Challenge =
Write out, exactly as they appear, only the lines running from the line with "the person's face" to the final line of the listing; include both.

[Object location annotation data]
>> BEGIN

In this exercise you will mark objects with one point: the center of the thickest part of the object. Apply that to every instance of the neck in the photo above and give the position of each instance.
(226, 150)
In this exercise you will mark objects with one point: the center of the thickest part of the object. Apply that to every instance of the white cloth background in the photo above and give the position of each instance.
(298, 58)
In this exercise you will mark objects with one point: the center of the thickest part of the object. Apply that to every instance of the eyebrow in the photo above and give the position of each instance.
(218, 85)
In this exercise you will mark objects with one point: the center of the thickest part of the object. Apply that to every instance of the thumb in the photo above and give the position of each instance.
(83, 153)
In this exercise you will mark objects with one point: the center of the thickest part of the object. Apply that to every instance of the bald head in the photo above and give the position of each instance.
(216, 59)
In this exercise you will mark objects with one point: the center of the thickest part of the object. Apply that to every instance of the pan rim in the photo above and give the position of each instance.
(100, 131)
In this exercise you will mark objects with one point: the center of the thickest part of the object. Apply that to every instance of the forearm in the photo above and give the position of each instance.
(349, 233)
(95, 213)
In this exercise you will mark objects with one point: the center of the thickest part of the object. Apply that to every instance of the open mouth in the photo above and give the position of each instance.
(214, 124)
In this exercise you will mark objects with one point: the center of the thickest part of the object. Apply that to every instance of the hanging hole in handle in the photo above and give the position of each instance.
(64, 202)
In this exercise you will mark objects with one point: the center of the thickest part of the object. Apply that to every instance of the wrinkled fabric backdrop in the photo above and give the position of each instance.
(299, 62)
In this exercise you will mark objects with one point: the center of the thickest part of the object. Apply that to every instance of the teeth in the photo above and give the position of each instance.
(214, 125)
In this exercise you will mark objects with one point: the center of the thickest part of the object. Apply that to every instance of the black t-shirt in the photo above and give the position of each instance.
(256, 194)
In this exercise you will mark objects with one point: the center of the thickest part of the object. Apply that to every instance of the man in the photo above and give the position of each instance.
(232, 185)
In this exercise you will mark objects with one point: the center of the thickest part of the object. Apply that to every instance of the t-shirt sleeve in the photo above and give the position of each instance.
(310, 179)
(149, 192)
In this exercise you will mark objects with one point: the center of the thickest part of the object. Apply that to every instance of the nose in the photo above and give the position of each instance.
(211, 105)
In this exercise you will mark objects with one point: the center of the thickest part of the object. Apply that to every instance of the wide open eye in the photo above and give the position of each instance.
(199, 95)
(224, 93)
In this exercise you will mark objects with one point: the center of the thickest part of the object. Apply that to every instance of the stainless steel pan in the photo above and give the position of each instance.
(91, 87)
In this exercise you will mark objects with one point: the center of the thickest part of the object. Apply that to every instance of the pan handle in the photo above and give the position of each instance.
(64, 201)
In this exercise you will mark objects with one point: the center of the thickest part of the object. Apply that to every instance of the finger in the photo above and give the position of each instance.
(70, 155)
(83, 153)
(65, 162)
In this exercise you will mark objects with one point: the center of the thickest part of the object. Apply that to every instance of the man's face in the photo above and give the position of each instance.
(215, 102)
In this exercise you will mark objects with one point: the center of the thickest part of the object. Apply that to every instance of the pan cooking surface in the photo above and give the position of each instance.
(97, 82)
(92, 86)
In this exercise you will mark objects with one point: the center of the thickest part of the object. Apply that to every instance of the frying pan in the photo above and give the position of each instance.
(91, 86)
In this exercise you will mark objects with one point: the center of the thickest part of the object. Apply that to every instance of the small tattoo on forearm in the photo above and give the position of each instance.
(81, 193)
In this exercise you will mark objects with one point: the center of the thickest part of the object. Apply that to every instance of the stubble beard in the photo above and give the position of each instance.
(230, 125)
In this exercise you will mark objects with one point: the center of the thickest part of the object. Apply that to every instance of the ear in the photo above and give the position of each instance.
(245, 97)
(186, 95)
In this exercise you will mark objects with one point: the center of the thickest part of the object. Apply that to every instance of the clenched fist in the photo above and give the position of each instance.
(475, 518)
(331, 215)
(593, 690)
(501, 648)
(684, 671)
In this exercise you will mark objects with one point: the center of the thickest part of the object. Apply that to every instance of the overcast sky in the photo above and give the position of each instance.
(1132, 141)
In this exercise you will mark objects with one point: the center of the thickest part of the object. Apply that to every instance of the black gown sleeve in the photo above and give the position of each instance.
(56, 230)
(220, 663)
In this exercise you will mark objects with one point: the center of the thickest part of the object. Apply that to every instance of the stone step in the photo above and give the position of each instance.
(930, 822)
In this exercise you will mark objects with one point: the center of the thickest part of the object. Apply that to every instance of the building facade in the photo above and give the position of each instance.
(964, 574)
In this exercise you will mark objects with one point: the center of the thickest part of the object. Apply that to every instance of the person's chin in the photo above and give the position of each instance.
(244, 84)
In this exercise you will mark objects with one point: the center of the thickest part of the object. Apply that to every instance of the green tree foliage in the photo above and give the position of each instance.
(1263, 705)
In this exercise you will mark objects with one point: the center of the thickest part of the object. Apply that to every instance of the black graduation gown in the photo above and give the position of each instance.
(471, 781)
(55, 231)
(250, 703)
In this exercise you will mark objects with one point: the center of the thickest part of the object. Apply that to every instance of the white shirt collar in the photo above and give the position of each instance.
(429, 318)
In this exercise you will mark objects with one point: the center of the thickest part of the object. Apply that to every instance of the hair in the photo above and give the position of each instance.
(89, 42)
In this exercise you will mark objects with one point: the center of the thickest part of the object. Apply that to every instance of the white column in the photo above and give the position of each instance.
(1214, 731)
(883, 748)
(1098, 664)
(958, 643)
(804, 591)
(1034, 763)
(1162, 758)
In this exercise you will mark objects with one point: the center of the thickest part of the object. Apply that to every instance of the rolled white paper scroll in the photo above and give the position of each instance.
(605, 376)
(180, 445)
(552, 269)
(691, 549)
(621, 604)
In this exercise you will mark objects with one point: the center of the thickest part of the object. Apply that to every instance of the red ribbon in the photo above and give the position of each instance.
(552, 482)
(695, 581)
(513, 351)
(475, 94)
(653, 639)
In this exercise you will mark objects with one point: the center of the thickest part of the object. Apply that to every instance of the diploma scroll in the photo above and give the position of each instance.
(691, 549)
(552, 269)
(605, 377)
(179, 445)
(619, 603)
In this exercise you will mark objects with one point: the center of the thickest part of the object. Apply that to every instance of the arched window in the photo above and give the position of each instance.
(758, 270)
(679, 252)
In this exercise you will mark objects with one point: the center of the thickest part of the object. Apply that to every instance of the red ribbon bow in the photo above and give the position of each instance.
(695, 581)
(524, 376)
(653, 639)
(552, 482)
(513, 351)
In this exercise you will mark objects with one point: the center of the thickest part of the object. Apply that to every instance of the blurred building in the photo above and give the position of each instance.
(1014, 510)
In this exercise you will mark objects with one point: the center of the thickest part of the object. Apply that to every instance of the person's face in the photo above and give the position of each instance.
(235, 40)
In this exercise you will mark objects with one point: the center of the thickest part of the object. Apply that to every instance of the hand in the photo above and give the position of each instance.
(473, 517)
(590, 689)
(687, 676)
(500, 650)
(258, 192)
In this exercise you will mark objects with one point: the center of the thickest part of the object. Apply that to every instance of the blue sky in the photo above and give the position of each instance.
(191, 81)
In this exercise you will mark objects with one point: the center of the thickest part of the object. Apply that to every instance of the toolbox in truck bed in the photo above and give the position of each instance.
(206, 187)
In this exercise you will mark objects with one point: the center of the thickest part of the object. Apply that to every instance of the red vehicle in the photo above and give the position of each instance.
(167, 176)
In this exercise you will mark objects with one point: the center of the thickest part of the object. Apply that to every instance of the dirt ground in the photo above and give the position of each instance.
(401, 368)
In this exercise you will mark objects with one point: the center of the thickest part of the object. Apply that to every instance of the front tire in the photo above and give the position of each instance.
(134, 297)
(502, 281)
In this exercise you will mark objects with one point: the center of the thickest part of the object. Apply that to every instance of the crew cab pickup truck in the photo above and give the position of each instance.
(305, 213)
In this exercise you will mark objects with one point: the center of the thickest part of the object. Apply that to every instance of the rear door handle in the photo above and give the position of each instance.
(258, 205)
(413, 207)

>> END

Final result =
In this exercise you will mark objects with one point: the center of the thickest part of the object. Apply that to every instance of the person's face in the photo above and give the position of each instance.
(235, 40)
In this exercise you will mark objects with one point: the center of the thickest part of the object. Apply that to every instance of the hand in the photo above and give the position of each instance.
(473, 517)
(590, 689)
(687, 676)
(500, 650)
(258, 192)
In this exercise you will mark objects with one point: the center of the thickest part of the object. Apply that to every instance of the blue sky in the photo above and give the position of each instance.
(191, 81)
In this exercise you will mark objects with one point: the center of the thickest part of the object. Apply that to every instance of the toolbox in truck bed in the photo above and give the position of each instance.
(206, 187)
In this exercise you will mark objects with one point: the center of the thickest part of the object. Apply that to every instance of the red vehicle in the photo above and give the position of each instance.
(167, 176)
In this exercise you will mark objects with one point: the center of the thickest part of the object. Apply that to every instance of the dirt ground in the photo above and give the position of each instance.
(401, 368)
In this exercise you will mark objects with one point: the center of the thickest part of the object. Apply that to every instance of the front tire in the photo above and give the position of each instance.
(134, 297)
(502, 281)
In this exercise you will mark objects with one point: the center of the thickest part of the object. Apply that to every instance of the crew cab pickup truck in the photo above and give the position of each instance.
(305, 213)
In this exercise you will mark objects with one point: the center of the thickest part of the object. Apply that to every instance of the rear door handle in the photo above and give the position of each instance.
(258, 205)
(413, 207)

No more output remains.